Please give an exact printout of the records, without any pictures.

+-------+

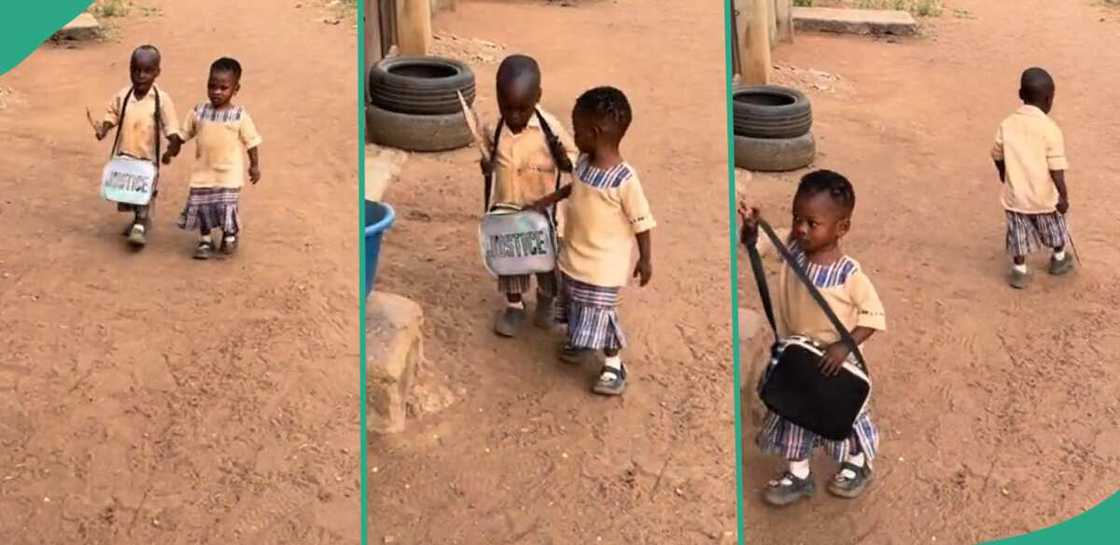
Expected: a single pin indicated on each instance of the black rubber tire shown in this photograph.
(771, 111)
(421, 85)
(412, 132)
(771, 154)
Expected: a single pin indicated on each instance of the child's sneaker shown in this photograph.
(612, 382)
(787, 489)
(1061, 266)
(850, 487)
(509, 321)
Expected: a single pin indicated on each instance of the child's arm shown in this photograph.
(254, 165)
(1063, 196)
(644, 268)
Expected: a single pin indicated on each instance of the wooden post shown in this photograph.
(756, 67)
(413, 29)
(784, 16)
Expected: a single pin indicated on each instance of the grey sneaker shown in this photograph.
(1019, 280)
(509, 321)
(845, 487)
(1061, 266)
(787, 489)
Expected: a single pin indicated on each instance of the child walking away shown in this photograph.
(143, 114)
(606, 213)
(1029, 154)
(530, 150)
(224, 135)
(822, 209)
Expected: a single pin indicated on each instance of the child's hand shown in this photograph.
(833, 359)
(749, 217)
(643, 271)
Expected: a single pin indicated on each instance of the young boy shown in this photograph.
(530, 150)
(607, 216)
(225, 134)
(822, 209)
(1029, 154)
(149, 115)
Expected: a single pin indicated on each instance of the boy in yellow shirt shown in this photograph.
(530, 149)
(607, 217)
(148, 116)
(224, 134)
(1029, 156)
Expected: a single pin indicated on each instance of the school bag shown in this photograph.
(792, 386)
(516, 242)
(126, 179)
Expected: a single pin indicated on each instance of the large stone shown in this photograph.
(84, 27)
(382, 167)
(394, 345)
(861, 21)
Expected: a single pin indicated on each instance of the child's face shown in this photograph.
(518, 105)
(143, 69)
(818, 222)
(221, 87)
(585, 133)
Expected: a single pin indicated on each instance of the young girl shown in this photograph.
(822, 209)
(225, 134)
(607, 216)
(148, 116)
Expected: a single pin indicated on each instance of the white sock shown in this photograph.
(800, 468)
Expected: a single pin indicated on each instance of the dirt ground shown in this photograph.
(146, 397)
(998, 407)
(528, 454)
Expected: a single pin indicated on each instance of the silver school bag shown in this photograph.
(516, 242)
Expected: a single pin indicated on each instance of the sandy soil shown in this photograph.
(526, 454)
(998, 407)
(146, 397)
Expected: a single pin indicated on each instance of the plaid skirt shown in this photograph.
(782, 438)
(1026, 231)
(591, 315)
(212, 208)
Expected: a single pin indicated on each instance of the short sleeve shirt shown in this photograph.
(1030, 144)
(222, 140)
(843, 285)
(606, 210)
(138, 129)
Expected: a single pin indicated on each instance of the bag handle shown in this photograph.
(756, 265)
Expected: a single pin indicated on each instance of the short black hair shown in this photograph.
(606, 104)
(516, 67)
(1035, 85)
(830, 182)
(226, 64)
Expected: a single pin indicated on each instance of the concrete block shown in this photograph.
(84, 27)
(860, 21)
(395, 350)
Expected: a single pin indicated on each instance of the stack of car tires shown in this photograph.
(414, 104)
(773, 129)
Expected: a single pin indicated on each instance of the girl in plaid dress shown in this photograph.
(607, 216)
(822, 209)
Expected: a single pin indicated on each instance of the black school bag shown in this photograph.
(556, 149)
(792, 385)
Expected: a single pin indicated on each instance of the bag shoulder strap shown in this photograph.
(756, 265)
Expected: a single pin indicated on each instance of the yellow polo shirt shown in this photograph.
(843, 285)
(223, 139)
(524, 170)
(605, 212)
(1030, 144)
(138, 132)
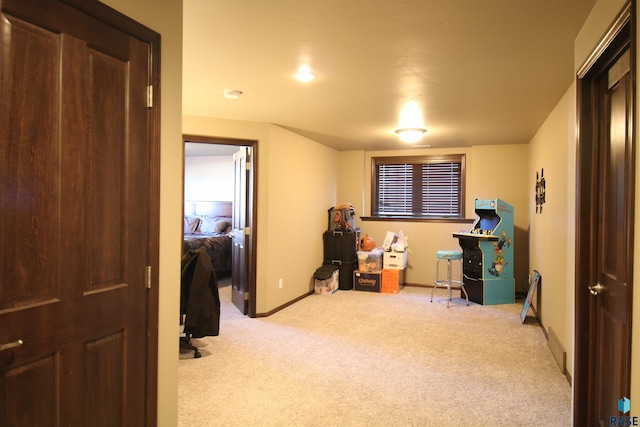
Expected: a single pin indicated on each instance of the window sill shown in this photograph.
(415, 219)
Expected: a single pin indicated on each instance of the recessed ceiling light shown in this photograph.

+-------+

_Written solution_
Expected: a single pin indicated on each instance of the black rubber tire shown in this photograph.
(771, 111)
(421, 85)
(412, 132)
(771, 154)
Expected: a single pin indicated on each instance of the child's sneaker shown in this photograph.
(612, 382)
(787, 489)
(1061, 266)
(850, 487)
(509, 321)
Expected: a single pin indicated on each instance of the child's arm shown in this photograph.
(254, 165)
(1063, 196)
(644, 268)
Expected: a single pin indicated on each instance of the wooden post shown in this photograph.
(756, 67)
(413, 29)
(784, 16)
Expected: a single pin indicated on each instance of the grey sneaker shown in this photograph.
(1019, 280)
(509, 321)
(845, 487)
(1061, 266)
(787, 489)
Expected: a single pin indicated on each instance of the child walking away shown in this photograph.
(143, 114)
(606, 213)
(1029, 154)
(530, 150)
(224, 135)
(822, 209)
Expected: a single pin indicated on each instance of the child's hand shown in this photograph.
(833, 359)
(749, 217)
(643, 271)
Expected: a single pin indicated on each instance of the young boy shown in this photograph.
(530, 150)
(607, 216)
(225, 134)
(822, 209)
(1029, 154)
(149, 115)
Expected: a single pin indicated on each instance of the boy in yellow shirt shown in this photograph.
(530, 149)
(607, 217)
(148, 116)
(224, 134)
(1029, 156)
Expected: a single pin indicated on each instance of the school bag shown in this photograph.
(792, 386)
(516, 242)
(126, 179)
Expected: a single pin indicated on each instance of the large stone shown in this photograph.
(84, 27)
(382, 167)
(394, 345)
(861, 21)
Expected: a single pin indicated on each instance of the child's face shown in this photograph.
(518, 105)
(143, 69)
(818, 222)
(221, 87)
(585, 133)
Expected: a single pin indicated on each instance of the young girl shown in this photograph.
(822, 209)
(225, 134)
(607, 216)
(148, 116)
Expected: a single pin indicated on each instance of the white sock shown in this photograph.
(800, 468)
Expected: a single pin indicated on each instance of the dirt ground shown in this photograph.
(146, 397)
(998, 407)
(528, 454)
Expected: a single pin indicated on each instance of the silver school bag shown in this photograph.
(516, 242)
Expected: a single pin indicated on each instance of the sandy soil shown in this photograph.
(526, 454)
(998, 407)
(146, 397)
Expected: a single pin indicated on each instance of the plaid skirt shown in this photograph.
(782, 438)
(1026, 231)
(591, 315)
(212, 208)
Expected: a single pin indicated on each instance of the short sleeve shirt shown in this photograph.
(1030, 144)
(222, 140)
(843, 285)
(606, 210)
(138, 129)
Expected: a single pin indicated on each instance of the bag handle shown in this photograph.
(756, 265)
Expected: a single pin indicated on each instance of the short black hair shown in this photograph.
(606, 104)
(516, 67)
(1035, 85)
(830, 182)
(226, 64)
Expected: a single pin indicated on each instance of the concrete block shown in this photograph.
(84, 27)
(860, 21)
(395, 350)
Expected: a single pin indicated on each instance of the stack of car tires shown in this photograph.
(414, 104)
(773, 129)
Expected: a single pin indicated on each instance of the girl in plaid dress shown in this photograph.
(607, 216)
(822, 209)
Expected: a single pin indicated on each instance of the black school bag shown in this photograph.
(556, 149)
(792, 385)
Expected: a single pin indicated on each instance of the bag shoulder strap shown in this photograph.
(756, 265)
Expected: a single pin indicated on each instance of the yellow polo shirt shown in this photograph.
(843, 285)
(223, 139)
(524, 170)
(605, 212)
(1030, 144)
(138, 132)
Expected: a single pin indicated on each instance of the window sill shown in this photograph.
(415, 219)
Expected: a single pin indicated on each instance of the recessed ceiling light shown in this photograph.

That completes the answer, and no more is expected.